Showing posts with label Trooper Bob. Show all posts
Showing posts with label Trooper Bob. Show all posts

Tuesday, August 28, 2018

TROOPER BOB AND THE FLAPPER



You know how one project snowballs into another?  You know you start out by cleaning up a spot on the floor and the next thing you know you are completely reflooring the whole house?  No?  It’s just me?  Oh, come on now.  I know I can’t be the only one.  I know it happened to Nurse Meme and Trooper Bob and it just happened to Gladys and Kahuna. 
Gladys stood in the bathroom towel draped hair dripping wet.  She stood with her blow dryer in hand.  She looked for a plug outlet but couldn’t find one.  They hadn’t lived in the little cottage long, just a couple of days.  It was cozy and snug but had been built in a day and time where plug outlets were few and far between.  She sighed and went in search of a place in which she could activate the dryer and keep her hair from frizzing.  Not just frizzing, but kinking up like fine grade steel wool.   She searched high and low for an open outlet. 
Kahuna was stretched out in his Lazy-boy, being anything but lazy.  The keys on his computer clicked happily along, without turning “what are you looking for” he queried. 
“Oh, you know, an open plug.  One that doesn’t have two dozen things plugged into it” she replied while crawling on her hands and knees under the dining table.
“Well, I guess I could put one in the bathroom, on the wall with the light switch” he suggested.
“Can you?  Would you?”
And that is how it all began.  With the want of one outlet.

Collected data
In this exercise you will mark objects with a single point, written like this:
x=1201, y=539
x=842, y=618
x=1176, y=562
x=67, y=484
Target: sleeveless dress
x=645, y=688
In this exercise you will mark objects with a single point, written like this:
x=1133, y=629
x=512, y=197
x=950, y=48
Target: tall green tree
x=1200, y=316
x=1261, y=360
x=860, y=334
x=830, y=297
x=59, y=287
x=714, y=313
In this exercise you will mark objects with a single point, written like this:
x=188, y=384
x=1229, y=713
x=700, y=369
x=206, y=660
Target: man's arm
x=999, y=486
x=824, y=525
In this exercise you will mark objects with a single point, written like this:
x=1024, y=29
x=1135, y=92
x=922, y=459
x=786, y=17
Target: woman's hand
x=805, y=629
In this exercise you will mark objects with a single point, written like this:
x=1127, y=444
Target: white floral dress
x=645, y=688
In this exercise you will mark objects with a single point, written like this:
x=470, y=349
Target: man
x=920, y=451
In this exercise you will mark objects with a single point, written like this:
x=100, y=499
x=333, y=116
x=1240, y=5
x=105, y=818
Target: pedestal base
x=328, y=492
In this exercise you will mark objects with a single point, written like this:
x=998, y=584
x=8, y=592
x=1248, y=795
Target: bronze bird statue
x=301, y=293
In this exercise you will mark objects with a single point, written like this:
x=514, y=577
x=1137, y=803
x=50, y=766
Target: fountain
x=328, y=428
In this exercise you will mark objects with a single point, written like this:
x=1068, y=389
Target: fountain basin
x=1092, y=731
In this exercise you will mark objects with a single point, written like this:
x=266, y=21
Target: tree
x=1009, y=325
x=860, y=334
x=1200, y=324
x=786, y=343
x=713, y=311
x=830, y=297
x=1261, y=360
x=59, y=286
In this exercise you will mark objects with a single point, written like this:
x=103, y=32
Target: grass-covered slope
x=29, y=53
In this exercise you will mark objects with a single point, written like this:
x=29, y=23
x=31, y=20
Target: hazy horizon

* THE TASK *
Output the passage of the post from "Kahuna was stretched" up to and including "of one outlet.", copied word for word. Rely only on the post when completing the work.

* SOLUTION TO THE EXERCISE *
Kahuna was stretched out in his Lazy-boy, being anything but lazy.  The keys on his computer clicked happily along, without turning “what are you looking for” he queried. 
“Oh, you know, an open plug.  One that doesn’t have two dozen things plugged into it” she replied while crawling on her hands and knees under the dining table.
“Well, I guess I could put one in the bathroom, on the wall with the light switch” he suggested.
“Can you?  Would you?”
And that is how it all began.  With the want of one outlet.